Exercise description:
Repeat every line of the listing below with no changes at all.
****************
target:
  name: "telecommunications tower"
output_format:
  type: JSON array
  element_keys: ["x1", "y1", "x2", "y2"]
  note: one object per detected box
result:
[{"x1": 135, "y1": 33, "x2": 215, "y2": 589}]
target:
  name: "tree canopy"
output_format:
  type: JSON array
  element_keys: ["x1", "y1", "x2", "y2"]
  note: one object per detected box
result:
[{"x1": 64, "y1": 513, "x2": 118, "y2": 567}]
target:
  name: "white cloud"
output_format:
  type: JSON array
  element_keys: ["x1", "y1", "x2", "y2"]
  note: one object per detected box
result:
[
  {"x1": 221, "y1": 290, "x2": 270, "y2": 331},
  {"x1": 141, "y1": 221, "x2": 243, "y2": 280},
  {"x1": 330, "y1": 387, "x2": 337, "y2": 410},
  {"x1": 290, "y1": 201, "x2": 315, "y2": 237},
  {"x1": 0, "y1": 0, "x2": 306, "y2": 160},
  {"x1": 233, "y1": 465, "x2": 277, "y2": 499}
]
****************
Exercise answer:
target:
  name: "telecommunications tower"
output_format:
  type: JSON array
  element_keys: ["x1", "y1", "x2", "y2"]
  note: one object per detected box
result:
[{"x1": 135, "y1": 33, "x2": 215, "y2": 589}]
target:
  name: "tree canopy"
output_format:
  type: JSON array
  element_keys: ["x1", "y1", "x2", "y2"]
  note: one object per detected box
result:
[{"x1": 64, "y1": 513, "x2": 118, "y2": 567}]
target:
  name: "white cloud"
output_format:
  type: JSON array
  element_keys: ["x1", "y1", "x2", "y2"]
  note: one object per detected box
result:
[
  {"x1": 221, "y1": 290, "x2": 270, "y2": 331},
  {"x1": 141, "y1": 221, "x2": 243, "y2": 280},
  {"x1": 330, "y1": 387, "x2": 337, "y2": 410},
  {"x1": 290, "y1": 201, "x2": 315, "y2": 237},
  {"x1": 0, "y1": 0, "x2": 306, "y2": 160},
  {"x1": 233, "y1": 465, "x2": 277, "y2": 499}
]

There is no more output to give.